Page excerpt:
+-------+

ON THE MOVE

Summa Health names

medical officer for quality

Summa Health has named Dr. Brad Martin as its chief medical officer for quality. Martin, who also serves as vice president of medical affairs, will be responsible for leading and coordinating all hospital quality initiatives.

He has been with Summa for more than 30 years, serving in a variety of leadership positions — most recently as chair of the department of medicine since 2013.

SOCIAL MEDIA

Facebook and Instagram

suffer widespread outage

Facebook on Wednesday was working to resolve an outage that also affected its Messenger and Instagram platforms.

According to downdetector.com, which monitors websites, the outages started around noon Eastern Daylight Time on Wednesday in parts of the United States, including the East and West Coast, parts of Europe and elsewhere. Both Facebook's desktop site and app were affected. Some users saw a message that said Facebook was down for "required maintenance."

Facebook did not say what was causing the outages.

PHARMACEUTICALS

OxyContin maker looks

at options amid lawsuits

The company that has made billions selling the prescription painkiller OxyContin said Wednesday that it is considering legal options including bankruptcy, a move that could upend hundreds of lawsuits claiming it had a major role in causing the U.S. opioid drug crisis.

"As the company has stated, it is exploring and preparing for any number of eventualities and options, given the amount of litigation the company currently faces," Purdue Pharma spokesman Robert Josephson said in an email to the Associated Press. "A decision has not been made to file for bankruptcy, nor is there a timetable."

Such a move has been seen as a strong possibility as the privately held company hired an executive and consultants that specialize in helping companies restructure in the past year.

STREAMING TV

DirectTV Now subscribers

to pay more, lose channels

AT&T is raising prices for its DirecTV Now streaming TV service, while removing some networks from the cable-like television package.

The changes come just weeks after a U.S. appeals court upheld the company's Time Warner takeover. The Justice Department fought it, arguing it would lead to higher prices.

DirecTV Now used to start at $40 a month. The cheapest for new customers will now be $50. Packages will now include the AT&T-owned HBO, but the service is dropping some popular lifestyle and entertainment networks not owned by AT&T, including HGTV, Discovery, Food Network and MTV. Hulu's Live TV service and Netflix have also raised prices recently.

+-------+

Entries supplied:
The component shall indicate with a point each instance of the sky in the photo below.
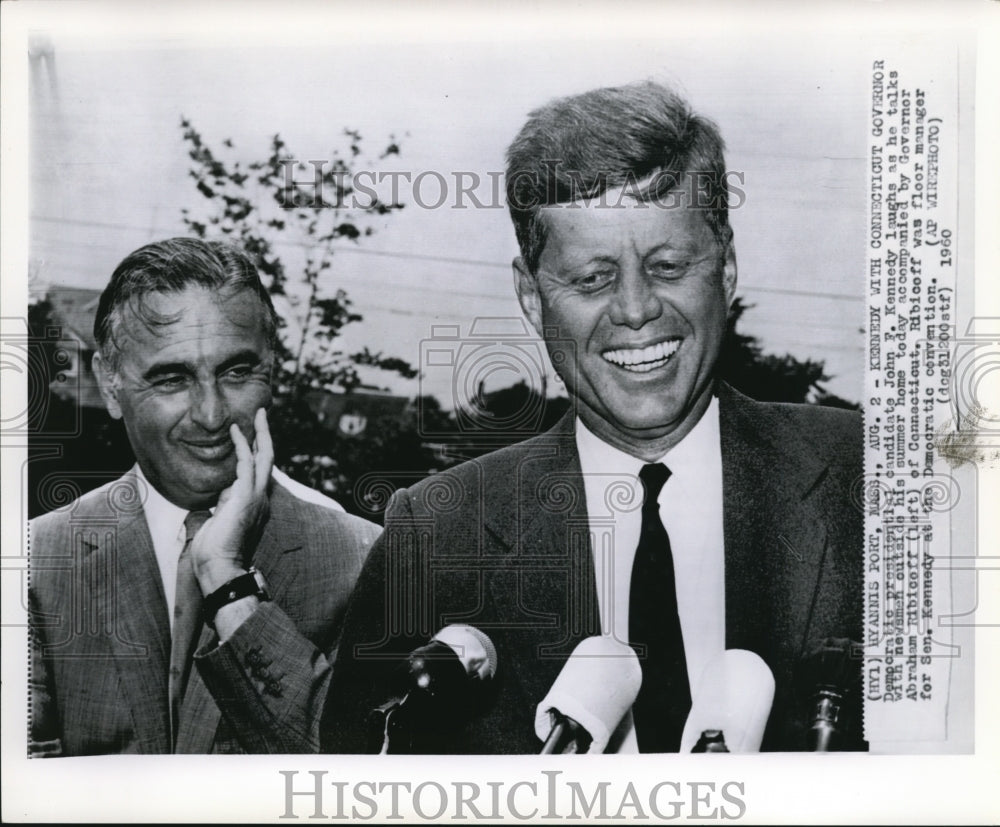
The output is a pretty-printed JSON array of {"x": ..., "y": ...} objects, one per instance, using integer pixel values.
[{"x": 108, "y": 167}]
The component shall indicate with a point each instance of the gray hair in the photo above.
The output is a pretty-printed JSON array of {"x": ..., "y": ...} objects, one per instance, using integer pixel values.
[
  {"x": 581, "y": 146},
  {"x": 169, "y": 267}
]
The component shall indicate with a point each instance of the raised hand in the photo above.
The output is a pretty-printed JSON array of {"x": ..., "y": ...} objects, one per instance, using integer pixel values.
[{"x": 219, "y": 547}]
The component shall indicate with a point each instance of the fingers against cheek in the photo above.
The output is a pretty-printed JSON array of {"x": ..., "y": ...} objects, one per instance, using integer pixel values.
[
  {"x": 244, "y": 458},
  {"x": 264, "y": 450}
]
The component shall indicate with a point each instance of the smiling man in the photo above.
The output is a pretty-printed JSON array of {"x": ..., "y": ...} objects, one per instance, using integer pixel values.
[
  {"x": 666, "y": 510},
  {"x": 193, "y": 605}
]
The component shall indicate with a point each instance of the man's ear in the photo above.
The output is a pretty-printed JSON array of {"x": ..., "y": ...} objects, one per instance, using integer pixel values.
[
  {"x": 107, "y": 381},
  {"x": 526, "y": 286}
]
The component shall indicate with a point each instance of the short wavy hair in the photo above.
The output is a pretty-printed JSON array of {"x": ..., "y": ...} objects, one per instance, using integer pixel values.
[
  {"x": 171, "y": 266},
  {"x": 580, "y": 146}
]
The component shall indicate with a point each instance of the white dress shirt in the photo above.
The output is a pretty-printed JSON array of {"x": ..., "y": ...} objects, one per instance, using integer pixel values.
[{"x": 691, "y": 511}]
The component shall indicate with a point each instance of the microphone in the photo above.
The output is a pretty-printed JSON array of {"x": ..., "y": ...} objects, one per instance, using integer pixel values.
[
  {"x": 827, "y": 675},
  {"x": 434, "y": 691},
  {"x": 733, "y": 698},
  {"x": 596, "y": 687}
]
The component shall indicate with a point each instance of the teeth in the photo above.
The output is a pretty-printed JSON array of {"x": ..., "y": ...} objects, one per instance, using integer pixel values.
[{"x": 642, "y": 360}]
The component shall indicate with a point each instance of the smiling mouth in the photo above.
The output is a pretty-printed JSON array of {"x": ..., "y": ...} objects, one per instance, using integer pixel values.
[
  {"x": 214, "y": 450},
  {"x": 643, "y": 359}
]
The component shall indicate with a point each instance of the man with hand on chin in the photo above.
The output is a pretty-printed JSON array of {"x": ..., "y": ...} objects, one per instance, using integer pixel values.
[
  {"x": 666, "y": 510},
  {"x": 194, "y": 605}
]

+-------+

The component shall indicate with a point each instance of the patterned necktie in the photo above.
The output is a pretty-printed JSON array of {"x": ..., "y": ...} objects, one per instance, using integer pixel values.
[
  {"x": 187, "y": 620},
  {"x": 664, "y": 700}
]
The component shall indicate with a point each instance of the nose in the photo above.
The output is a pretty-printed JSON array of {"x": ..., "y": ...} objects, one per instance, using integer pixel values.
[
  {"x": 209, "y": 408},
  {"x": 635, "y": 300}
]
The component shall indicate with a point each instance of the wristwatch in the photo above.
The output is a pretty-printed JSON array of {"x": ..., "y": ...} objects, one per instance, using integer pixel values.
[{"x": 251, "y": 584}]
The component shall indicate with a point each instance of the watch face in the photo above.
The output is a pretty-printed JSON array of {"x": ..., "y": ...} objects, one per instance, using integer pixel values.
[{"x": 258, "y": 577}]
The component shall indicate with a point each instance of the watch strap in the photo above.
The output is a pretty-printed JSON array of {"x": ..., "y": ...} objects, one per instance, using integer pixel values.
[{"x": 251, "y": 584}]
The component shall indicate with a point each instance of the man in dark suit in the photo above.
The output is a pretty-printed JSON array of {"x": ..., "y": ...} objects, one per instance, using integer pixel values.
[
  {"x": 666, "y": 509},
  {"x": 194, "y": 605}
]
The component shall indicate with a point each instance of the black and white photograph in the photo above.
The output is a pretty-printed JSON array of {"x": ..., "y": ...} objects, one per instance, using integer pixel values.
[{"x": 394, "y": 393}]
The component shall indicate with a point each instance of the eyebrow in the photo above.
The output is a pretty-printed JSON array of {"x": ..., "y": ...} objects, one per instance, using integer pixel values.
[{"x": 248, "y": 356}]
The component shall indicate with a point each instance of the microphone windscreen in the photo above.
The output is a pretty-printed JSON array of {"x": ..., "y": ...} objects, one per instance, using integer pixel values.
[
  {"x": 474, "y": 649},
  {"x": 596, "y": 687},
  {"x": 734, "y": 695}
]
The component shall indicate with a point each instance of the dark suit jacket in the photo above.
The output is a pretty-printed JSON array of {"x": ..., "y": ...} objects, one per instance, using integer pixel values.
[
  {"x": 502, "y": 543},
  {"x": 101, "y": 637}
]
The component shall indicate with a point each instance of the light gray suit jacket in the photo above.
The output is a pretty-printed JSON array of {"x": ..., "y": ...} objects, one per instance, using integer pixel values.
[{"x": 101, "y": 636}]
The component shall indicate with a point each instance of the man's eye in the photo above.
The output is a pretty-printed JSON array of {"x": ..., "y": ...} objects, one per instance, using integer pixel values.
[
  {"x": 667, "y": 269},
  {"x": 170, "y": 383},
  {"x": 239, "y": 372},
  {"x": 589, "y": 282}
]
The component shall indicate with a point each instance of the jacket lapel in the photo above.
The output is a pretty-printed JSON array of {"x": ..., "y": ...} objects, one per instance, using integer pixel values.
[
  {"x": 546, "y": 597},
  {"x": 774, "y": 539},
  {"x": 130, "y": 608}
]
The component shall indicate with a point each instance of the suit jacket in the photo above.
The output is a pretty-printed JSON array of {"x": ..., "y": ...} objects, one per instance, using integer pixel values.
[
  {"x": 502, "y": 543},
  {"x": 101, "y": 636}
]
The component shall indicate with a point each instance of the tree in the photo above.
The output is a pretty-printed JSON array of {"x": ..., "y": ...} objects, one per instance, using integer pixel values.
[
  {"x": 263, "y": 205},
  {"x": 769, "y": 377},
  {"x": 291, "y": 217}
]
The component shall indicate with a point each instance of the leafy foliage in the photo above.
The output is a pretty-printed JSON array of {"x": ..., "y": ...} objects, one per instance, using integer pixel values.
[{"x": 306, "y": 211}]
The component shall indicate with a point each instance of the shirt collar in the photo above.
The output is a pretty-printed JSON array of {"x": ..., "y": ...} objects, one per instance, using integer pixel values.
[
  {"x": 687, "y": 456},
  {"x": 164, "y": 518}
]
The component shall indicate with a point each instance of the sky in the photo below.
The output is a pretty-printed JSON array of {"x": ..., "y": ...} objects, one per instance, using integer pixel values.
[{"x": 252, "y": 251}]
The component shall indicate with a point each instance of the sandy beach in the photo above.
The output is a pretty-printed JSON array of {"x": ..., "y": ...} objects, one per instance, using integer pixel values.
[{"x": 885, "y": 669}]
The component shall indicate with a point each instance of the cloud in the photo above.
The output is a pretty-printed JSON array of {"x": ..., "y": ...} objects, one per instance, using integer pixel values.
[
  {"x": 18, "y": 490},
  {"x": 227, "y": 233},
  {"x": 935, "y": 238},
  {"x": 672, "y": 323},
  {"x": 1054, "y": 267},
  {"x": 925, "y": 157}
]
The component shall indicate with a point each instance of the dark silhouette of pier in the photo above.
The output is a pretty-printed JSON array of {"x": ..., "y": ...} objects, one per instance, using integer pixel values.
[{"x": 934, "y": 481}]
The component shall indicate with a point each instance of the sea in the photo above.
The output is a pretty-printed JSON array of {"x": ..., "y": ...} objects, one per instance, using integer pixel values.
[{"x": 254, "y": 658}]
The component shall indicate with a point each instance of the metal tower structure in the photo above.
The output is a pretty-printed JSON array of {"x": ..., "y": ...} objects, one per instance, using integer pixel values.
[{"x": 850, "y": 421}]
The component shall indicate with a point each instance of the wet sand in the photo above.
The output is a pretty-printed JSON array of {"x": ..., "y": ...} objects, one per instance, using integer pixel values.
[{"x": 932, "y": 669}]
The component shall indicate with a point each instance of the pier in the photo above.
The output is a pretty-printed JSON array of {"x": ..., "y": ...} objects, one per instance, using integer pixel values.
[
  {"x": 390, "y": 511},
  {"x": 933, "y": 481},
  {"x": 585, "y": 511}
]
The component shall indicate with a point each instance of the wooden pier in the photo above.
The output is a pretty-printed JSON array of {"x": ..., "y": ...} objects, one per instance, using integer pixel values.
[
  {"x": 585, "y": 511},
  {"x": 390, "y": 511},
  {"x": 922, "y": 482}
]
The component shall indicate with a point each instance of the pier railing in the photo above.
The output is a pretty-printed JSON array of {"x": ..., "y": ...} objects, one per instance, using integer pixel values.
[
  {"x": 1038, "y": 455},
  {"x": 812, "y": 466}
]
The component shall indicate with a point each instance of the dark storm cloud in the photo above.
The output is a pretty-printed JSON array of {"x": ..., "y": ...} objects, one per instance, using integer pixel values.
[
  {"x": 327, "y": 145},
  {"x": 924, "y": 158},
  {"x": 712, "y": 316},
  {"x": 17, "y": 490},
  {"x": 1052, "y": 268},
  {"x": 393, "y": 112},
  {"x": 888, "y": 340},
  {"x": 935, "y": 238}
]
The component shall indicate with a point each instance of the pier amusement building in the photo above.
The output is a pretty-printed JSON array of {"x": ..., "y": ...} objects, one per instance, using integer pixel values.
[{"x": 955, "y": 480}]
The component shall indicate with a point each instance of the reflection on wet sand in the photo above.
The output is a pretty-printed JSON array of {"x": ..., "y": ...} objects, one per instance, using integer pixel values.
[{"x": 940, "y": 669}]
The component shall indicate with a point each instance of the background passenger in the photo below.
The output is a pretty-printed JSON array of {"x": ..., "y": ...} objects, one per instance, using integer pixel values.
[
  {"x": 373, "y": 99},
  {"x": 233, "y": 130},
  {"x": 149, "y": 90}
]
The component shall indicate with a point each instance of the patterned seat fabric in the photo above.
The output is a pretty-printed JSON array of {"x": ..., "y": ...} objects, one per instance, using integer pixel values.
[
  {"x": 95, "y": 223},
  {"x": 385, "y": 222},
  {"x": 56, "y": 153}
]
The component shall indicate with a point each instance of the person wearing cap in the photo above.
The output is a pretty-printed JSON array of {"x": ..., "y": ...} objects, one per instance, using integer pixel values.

+-------+

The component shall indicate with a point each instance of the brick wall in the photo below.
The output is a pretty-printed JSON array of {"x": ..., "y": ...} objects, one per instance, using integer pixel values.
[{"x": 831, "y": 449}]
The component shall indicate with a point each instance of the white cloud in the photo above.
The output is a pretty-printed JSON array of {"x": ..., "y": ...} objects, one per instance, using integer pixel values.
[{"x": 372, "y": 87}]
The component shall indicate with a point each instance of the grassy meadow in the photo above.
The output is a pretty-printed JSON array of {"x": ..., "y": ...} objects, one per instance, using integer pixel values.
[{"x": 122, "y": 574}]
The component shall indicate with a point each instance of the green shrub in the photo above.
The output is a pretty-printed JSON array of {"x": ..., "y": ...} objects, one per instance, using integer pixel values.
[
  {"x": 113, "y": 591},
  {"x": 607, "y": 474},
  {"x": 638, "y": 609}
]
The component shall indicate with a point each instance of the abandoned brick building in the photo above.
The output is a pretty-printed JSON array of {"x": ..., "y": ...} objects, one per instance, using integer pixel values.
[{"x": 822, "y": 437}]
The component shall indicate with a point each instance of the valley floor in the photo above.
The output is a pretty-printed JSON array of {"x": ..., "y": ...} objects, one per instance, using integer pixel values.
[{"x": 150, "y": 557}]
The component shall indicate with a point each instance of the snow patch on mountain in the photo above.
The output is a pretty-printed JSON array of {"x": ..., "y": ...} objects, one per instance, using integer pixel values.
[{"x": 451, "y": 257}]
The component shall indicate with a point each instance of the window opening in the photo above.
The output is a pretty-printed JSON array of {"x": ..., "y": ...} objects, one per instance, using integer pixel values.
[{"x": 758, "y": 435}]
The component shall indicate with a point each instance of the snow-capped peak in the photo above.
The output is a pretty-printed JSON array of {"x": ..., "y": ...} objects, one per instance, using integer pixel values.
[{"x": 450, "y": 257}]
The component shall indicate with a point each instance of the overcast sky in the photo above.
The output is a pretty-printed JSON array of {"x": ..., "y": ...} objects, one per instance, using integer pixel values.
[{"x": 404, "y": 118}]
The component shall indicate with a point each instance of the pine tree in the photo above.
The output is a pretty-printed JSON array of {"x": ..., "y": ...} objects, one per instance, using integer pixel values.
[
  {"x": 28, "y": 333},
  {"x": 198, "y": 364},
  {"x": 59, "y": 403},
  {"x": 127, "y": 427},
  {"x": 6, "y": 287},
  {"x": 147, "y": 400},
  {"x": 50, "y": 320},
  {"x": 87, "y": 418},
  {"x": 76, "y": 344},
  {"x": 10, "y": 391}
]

+-------+

List of tasks:
**1)** In the news briefs, what is the cheapest monthly price for new DirecTV Now customers?
**2)** From the news briefs, output the passage that starts with the words "Summa Health has" and stops after "and Instagram platforms.".

Answers given:
**1)** $50 a month.

**2)**
Summa Health has named Dr. Brad Martin as its chief medical officer for quality. Martin, who also serves as vice president of medical affairs, will be responsible for leading and coordinating all hospital quality initiatives.

He has been with Summa for more than 30 years, serving in a variety of leadership positions — most recently as chair of the department of medicine since 2013.

SOCIAL MEDIA

Facebook and Instagram

suffer widespread outage

Facebook on Wednesday was working to resolve an outage that also affected its Messenger and Instagram platforms.